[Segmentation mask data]
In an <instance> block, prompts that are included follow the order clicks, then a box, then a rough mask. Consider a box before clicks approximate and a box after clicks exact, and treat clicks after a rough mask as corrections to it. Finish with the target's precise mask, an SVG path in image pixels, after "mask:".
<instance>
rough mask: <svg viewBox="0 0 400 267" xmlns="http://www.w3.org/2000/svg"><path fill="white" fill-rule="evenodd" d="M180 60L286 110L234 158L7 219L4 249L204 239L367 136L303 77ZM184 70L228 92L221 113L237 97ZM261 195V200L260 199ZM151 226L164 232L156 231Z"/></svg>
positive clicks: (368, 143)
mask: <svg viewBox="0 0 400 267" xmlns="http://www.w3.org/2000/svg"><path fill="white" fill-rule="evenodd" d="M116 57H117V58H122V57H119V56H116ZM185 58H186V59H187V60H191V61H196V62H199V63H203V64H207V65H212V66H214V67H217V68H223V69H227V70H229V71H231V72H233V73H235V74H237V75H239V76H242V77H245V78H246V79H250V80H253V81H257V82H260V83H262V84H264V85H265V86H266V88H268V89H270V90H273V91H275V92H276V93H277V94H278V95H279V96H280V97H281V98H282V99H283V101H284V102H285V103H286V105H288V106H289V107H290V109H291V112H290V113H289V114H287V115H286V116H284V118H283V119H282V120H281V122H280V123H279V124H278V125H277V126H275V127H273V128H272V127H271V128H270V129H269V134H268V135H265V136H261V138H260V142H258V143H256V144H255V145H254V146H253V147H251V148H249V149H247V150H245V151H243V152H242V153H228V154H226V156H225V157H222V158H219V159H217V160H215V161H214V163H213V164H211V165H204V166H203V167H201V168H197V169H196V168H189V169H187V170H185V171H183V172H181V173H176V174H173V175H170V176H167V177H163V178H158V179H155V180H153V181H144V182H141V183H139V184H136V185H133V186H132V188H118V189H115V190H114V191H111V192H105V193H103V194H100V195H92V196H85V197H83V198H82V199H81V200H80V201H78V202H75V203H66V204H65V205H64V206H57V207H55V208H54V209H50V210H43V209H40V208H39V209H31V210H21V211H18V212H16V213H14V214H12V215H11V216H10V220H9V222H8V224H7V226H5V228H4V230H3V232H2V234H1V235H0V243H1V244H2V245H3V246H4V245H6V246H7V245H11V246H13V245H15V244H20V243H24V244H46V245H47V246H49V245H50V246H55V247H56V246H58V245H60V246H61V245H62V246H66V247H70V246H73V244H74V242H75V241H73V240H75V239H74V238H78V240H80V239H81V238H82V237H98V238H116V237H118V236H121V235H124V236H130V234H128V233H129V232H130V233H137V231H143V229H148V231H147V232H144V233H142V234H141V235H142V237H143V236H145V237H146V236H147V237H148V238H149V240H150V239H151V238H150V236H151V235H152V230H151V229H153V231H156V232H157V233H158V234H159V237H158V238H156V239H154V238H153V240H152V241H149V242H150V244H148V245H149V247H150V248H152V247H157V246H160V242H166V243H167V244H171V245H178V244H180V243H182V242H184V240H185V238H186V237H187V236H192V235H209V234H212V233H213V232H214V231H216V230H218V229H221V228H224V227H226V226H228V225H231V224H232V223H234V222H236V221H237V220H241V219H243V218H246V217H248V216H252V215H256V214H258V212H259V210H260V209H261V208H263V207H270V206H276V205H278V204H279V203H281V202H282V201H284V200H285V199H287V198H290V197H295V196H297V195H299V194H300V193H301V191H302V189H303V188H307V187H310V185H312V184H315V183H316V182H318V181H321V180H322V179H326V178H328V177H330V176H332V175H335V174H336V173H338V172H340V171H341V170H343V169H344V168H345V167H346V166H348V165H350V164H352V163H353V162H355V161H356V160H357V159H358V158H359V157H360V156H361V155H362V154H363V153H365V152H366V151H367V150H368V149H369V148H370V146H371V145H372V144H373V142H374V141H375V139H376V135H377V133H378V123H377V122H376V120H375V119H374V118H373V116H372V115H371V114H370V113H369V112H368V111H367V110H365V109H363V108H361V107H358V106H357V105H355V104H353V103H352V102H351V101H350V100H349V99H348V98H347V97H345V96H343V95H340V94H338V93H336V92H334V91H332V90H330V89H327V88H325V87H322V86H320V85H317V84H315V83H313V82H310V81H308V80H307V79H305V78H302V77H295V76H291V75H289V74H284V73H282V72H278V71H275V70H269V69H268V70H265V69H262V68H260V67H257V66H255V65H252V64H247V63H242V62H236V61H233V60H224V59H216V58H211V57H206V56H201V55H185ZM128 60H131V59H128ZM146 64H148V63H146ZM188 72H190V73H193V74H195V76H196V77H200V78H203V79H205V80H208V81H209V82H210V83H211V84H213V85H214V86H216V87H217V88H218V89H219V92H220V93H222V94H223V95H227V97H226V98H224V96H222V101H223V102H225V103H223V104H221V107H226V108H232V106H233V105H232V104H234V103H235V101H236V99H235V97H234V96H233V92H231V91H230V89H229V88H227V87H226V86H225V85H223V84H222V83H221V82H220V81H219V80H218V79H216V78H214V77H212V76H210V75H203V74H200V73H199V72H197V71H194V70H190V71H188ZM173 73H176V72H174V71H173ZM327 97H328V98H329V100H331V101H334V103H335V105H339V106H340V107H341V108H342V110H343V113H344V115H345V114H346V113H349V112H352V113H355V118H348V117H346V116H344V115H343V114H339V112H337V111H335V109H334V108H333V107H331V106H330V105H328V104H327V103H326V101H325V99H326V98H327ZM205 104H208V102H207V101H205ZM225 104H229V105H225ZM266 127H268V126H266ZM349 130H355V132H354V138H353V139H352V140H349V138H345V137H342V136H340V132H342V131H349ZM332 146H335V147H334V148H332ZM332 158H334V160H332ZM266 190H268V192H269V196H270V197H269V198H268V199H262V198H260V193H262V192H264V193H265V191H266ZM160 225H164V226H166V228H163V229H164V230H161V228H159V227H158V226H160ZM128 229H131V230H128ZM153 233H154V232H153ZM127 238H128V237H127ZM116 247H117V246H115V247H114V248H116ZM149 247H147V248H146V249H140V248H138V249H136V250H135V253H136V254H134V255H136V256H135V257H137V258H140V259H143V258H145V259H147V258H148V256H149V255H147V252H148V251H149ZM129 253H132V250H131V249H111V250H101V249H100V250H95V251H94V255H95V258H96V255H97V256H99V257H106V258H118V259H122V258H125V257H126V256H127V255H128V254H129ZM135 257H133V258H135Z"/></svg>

**Try it**
Reproduce the data verbatim, from its first line through the line containing "positive clicks: (368, 143)", including both of those lines.

**Solution for this problem**
In an <instance> block, prompts that are included follow the order clicks, then a box, then a rough mask. Consider a box before clicks approximate and a box after clicks exact, and treat clicks after a rough mask as corrections to it. Finish with the target's precise mask, an SVG path in image pixels, after "mask:".
<instance>
rough mask: <svg viewBox="0 0 400 267" xmlns="http://www.w3.org/2000/svg"><path fill="white" fill-rule="evenodd" d="M180 60L286 110L234 158L7 219L4 249L204 239L367 136L303 77ZM184 70L228 92L221 113L237 97ZM261 195V200L260 199ZM151 226L164 232L156 231Z"/></svg>
positive clicks: (368, 143)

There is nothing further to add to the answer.